● REQUIREMENT:
Extract every line of the material below that contains the string "ripped".

***** DATASET ENTRIES *****

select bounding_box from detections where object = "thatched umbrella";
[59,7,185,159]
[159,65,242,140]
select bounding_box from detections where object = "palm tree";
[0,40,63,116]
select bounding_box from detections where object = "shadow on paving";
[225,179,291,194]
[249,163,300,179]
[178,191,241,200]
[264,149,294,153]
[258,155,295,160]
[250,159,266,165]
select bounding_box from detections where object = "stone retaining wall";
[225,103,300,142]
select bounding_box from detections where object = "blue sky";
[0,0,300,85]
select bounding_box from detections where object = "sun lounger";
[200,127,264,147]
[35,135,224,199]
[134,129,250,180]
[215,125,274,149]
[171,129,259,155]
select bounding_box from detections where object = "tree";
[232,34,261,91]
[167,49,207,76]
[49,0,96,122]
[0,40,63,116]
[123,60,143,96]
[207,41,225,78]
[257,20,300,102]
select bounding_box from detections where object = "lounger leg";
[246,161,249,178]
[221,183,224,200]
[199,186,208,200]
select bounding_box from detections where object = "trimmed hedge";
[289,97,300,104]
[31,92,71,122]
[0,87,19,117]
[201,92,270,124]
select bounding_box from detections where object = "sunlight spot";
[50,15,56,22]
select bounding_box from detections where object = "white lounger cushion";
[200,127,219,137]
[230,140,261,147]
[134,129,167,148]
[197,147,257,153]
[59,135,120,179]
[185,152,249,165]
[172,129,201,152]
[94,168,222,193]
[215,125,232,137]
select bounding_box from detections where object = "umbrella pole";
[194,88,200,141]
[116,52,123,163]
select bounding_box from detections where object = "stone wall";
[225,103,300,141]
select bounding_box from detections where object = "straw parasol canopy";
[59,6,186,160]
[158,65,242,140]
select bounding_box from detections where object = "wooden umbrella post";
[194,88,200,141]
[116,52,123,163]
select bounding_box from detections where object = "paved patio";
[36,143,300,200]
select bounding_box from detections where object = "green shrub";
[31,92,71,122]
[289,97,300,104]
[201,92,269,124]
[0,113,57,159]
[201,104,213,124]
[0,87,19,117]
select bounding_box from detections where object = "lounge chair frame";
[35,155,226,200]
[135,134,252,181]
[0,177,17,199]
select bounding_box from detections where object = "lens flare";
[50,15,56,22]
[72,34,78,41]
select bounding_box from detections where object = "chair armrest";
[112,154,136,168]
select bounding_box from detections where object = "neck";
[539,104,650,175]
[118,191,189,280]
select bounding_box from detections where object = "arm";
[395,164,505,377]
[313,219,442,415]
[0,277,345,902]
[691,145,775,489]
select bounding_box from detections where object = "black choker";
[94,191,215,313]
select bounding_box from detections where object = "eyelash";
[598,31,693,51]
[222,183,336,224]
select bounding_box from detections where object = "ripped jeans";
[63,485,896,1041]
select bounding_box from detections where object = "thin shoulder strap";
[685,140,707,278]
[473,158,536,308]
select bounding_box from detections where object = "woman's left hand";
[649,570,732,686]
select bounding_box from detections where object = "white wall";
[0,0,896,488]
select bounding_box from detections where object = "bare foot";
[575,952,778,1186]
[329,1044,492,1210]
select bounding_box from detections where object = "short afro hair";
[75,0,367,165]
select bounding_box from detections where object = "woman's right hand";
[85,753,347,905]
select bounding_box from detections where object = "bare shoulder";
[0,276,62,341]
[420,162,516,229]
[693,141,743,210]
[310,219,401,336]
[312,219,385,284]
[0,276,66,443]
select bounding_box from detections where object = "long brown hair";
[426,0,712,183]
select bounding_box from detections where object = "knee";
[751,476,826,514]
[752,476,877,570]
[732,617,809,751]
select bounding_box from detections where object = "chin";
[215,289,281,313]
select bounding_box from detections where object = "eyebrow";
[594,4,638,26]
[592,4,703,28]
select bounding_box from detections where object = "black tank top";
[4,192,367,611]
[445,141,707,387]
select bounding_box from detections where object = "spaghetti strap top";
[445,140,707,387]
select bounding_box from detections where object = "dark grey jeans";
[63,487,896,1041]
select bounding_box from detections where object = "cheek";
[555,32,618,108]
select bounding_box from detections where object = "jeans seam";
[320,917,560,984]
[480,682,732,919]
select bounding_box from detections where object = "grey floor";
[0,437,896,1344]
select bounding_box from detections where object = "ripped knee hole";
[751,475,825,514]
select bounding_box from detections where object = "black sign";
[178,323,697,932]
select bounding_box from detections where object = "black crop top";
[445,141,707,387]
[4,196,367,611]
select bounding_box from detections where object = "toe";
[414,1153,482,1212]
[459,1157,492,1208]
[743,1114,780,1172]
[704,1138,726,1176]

*****
***** DATASET ENTRIES *****

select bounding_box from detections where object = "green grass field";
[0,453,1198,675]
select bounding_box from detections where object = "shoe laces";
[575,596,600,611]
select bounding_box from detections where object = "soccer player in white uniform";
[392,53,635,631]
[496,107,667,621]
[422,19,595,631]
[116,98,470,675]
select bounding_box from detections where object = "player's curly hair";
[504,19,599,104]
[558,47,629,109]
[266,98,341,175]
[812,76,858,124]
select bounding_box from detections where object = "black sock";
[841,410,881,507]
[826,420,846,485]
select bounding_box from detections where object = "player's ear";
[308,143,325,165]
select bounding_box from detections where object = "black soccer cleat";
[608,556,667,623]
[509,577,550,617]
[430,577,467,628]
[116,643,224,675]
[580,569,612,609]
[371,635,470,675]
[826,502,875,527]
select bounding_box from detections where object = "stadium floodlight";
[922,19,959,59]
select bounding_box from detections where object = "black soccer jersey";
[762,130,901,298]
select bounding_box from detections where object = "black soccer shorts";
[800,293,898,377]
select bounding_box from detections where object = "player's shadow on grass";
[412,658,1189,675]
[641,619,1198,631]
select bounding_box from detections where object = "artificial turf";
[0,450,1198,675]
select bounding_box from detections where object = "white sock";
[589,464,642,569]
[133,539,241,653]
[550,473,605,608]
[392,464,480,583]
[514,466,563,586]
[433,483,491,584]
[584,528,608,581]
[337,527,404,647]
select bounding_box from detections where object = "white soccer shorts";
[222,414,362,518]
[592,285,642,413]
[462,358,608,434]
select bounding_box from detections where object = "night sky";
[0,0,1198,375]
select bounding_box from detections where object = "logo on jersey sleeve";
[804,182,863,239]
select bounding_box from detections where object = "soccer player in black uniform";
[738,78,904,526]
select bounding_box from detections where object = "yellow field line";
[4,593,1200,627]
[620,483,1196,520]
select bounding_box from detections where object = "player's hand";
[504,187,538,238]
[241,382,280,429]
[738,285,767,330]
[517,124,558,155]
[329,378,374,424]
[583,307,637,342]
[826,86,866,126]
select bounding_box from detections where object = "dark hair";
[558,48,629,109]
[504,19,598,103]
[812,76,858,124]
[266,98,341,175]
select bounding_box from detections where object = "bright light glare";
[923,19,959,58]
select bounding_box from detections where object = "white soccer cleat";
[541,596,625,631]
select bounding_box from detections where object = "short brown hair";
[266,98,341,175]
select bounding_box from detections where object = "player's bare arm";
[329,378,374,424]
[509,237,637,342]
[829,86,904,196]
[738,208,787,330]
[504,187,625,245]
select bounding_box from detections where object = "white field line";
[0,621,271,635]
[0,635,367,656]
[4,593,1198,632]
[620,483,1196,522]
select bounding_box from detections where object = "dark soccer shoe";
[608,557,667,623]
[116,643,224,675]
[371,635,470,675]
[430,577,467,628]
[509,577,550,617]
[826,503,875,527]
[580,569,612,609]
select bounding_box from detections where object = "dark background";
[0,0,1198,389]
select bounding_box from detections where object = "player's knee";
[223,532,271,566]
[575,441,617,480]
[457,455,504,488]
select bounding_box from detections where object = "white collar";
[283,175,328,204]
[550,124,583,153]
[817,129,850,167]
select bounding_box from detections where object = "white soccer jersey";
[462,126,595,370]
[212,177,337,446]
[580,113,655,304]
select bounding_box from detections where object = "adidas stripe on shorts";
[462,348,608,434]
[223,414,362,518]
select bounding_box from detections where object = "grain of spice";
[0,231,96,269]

*****

● EXERCISE SOLUTION:
select bounding_box from detections where object = "ripped jeans";
select bounding_box from detections where object = "ripped knee hole";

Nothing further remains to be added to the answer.